■ Required task ■
Rewrite the rows below from the first line through the line that contains "[[372, 208]]". Change "trimmed hedge" to "clipped hedge" and leave everything else as is.

Records from a data collection
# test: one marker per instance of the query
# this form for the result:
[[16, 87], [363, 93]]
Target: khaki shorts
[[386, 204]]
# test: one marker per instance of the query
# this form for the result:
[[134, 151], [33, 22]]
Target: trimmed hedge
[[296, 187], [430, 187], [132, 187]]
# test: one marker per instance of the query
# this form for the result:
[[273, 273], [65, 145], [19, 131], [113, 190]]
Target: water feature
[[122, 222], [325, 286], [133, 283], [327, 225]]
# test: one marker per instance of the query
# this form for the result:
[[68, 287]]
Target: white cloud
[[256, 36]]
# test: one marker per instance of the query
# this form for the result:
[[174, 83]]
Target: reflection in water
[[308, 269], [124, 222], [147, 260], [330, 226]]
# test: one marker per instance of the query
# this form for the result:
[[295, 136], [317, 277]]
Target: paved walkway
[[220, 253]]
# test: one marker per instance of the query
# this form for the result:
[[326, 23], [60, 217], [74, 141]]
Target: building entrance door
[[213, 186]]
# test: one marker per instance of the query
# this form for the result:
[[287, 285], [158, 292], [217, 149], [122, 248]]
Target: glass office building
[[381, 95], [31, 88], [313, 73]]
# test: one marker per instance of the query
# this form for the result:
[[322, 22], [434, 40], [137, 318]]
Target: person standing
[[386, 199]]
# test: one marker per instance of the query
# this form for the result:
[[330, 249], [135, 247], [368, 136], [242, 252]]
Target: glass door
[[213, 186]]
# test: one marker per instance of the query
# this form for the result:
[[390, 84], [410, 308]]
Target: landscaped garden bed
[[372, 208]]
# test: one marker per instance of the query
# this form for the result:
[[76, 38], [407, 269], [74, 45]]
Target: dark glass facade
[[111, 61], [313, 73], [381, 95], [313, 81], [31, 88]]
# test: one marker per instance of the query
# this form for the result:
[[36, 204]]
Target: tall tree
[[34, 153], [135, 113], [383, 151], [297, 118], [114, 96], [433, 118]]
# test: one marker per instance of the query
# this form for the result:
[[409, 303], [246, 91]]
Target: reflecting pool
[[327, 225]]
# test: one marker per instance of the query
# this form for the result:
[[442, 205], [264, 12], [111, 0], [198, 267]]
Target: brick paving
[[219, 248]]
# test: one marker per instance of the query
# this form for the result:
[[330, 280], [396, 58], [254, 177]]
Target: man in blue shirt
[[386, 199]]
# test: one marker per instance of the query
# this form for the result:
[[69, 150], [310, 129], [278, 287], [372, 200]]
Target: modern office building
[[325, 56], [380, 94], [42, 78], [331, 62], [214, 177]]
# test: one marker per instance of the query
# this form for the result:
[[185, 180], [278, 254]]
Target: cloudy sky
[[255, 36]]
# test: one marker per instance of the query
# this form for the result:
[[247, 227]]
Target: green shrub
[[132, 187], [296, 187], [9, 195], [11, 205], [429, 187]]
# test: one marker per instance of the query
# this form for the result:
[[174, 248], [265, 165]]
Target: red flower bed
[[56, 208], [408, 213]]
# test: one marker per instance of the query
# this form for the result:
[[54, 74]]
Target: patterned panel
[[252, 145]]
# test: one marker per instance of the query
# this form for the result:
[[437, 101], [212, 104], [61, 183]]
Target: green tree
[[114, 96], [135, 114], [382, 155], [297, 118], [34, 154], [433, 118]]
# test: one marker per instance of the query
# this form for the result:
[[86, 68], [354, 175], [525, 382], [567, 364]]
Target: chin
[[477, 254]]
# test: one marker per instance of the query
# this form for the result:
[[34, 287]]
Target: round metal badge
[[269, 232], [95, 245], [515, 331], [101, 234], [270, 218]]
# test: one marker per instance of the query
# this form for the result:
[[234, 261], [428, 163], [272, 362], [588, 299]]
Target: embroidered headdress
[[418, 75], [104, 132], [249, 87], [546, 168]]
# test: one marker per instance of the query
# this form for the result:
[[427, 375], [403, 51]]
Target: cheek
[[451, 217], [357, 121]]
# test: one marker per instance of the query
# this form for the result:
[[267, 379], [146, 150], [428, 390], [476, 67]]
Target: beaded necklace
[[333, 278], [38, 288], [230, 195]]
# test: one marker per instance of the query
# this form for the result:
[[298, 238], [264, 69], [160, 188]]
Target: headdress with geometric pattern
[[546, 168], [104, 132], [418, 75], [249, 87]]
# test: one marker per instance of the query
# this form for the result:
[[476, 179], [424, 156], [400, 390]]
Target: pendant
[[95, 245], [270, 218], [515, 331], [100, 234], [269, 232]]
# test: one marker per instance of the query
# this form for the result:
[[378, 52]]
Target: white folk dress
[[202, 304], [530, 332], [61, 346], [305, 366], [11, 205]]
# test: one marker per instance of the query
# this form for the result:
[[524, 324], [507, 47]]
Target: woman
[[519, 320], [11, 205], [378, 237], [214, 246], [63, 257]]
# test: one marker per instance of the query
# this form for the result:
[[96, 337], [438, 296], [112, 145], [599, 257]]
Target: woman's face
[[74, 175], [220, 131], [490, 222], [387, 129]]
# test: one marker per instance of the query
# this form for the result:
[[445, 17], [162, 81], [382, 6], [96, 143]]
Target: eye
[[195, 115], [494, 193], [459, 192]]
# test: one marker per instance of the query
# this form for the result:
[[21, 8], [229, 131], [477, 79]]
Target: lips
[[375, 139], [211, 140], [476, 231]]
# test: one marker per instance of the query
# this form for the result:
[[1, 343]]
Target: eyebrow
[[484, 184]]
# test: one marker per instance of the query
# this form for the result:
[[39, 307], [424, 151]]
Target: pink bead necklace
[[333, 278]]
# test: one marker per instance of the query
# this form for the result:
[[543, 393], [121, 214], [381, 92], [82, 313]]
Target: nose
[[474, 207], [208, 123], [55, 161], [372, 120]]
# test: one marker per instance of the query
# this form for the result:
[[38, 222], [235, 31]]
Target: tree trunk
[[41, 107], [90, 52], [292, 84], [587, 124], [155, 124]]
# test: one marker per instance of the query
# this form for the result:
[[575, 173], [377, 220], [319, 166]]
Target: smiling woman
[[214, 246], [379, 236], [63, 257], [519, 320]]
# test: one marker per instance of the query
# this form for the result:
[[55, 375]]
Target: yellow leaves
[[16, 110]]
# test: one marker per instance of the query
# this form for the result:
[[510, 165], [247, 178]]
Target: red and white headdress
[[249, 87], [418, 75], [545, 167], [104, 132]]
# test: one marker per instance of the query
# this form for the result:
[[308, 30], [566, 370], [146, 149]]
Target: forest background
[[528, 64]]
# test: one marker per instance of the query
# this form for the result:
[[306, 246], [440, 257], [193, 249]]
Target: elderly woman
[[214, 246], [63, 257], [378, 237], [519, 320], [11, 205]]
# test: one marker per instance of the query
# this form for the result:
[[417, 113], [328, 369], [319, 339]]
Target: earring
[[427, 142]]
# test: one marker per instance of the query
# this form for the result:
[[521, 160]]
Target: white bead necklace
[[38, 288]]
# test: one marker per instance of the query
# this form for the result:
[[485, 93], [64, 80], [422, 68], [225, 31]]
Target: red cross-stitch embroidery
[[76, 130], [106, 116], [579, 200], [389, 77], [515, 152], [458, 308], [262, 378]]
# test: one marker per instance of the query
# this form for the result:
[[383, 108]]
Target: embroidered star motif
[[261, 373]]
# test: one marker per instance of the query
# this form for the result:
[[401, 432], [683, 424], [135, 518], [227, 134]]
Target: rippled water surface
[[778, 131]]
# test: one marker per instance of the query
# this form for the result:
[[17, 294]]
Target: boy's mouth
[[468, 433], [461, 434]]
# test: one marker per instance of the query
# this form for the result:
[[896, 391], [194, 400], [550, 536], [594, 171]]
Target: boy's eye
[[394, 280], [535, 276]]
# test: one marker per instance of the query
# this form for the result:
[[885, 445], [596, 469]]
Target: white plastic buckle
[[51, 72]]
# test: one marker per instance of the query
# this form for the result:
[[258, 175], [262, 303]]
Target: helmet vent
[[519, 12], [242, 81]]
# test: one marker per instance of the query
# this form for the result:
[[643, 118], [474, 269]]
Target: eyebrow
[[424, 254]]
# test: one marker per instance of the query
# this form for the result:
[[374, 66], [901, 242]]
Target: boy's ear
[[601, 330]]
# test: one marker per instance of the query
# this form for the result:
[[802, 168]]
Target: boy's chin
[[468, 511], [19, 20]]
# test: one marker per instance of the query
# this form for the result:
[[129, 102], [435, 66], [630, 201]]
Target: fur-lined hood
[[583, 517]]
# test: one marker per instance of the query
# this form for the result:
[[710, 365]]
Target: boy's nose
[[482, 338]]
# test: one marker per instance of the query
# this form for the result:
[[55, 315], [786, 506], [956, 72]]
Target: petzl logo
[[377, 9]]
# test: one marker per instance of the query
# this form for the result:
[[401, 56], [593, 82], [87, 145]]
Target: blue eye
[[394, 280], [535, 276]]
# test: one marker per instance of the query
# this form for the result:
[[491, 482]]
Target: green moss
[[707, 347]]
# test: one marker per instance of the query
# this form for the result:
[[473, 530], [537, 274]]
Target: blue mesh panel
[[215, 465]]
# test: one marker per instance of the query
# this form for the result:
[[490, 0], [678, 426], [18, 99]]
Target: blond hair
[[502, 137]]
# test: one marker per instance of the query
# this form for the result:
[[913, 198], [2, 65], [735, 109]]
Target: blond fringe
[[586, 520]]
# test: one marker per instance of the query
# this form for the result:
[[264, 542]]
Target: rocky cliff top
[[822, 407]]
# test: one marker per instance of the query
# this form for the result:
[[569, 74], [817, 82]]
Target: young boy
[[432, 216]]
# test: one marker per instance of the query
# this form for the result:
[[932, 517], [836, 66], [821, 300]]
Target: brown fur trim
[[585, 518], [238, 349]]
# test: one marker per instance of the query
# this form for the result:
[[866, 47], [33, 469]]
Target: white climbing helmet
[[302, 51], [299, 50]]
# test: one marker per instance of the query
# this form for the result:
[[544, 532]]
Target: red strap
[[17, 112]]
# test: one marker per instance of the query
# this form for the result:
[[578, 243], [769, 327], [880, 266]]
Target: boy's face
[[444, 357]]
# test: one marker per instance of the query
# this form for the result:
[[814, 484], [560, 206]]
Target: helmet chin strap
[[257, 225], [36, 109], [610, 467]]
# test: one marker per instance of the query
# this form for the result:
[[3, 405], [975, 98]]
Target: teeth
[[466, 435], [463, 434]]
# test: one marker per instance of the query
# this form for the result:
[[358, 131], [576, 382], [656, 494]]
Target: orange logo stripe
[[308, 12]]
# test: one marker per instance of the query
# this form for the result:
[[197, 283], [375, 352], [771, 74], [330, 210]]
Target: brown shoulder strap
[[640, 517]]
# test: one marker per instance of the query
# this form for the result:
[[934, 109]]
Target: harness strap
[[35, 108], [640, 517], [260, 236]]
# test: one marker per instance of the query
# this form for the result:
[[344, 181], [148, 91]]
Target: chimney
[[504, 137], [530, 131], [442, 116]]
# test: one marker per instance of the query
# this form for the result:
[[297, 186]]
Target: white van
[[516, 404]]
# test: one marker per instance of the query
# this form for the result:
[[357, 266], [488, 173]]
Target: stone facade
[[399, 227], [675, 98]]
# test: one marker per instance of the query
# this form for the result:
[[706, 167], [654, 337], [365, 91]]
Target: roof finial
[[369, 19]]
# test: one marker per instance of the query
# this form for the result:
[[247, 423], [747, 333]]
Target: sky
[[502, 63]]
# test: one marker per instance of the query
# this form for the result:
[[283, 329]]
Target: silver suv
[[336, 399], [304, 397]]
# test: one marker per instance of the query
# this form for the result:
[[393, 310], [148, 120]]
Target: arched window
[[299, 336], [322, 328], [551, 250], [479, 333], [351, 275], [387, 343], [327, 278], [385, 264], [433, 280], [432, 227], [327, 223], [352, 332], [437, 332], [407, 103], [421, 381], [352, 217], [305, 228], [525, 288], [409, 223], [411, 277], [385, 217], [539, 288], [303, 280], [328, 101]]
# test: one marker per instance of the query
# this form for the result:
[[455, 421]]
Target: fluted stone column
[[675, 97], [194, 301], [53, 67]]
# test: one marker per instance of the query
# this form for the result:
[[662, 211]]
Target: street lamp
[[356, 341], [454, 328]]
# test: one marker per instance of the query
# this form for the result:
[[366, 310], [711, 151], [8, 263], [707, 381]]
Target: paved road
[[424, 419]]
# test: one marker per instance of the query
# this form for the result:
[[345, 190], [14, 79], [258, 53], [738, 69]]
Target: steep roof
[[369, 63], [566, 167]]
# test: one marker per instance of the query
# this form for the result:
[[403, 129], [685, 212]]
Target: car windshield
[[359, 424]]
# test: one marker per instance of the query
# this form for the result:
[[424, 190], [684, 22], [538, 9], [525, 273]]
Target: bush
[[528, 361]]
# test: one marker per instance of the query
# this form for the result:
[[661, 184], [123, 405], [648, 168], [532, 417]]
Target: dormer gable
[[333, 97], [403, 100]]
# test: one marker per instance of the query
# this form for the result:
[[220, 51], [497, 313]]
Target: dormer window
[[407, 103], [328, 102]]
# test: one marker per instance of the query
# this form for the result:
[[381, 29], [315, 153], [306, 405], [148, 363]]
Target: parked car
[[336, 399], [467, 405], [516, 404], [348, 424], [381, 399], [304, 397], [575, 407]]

■ Exercise solution ■
# test: one marker per instance of the query
# this form for the result:
[[16, 87], [363, 93]]
Target: khaki shorts
[[386, 204]]
# test: one marker per instance of the query
# this form for the result:
[[134, 151], [33, 22]]
Target: clipped hedge
[[296, 187], [430, 187], [132, 187]]
# test: one marker per instance of the query
# this form for the result:
[[273, 273], [65, 145], [19, 131], [113, 190]]
Target: water feature
[[122, 222], [325, 286], [133, 283], [327, 225]]
# test: one marker per instance of the query
# this form for the result:
[[68, 287]]
Target: white cloud
[[256, 36]]
# test: one marker per instance of the query
# this form for the result:
[[174, 83]]
Target: reflection in water
[[308, 269], [124, 222], [147, 260], [330, 226]]
# test: one marker per instance of the query
# this form for the result:
[[295, 136], [317, 277]]
Target: paved walkway
[[220, 253]]
# test: one marker per instance of the query
# this form for the result:
[[326, 23], [60, 217], [74, 141]]
Target: building entrance door
[[213, 186]]
# test: one marker per instance of the query
# this form for the result:
[[287, 285], [158, 292], [217, 149], [122, 248]]
Target: glass office building
[[381, 95], [31, 88], [313, 73]]
# test: one marker per instance of the query
# this form for the result:
[[322, 22], [434, 40], [137, 318]]
Target: person standing
[[386, 199]]
# test: one marker per instance of the query
# this form for the result:
[[330, 249], [135, 247], [368, 136], [242, 252]]
Target: glass door
[[213, 186]]
# test: one marker per instance of the query
# this form for the result:
[[390, 84], [410, 308]]
Target: landscaped garden bed
[[372, 208]]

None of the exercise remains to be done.